*PROBLEM DESCRIPTION*
Drop all images and give the records again exactly.

*SUPPLIED INFORMATION*
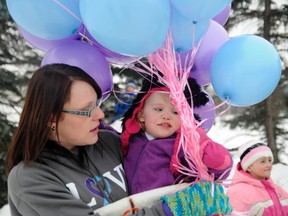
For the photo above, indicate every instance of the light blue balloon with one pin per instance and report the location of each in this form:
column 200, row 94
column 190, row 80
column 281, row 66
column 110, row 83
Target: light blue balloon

*TASK RESULT*
For the photo above, indicate every instance of the light blue balloon with one pin per instance and report the location of each in this form:
column 200, row 94
column 190, row 80
column 281, row 66
column 110, row 83
Target: light blue balloon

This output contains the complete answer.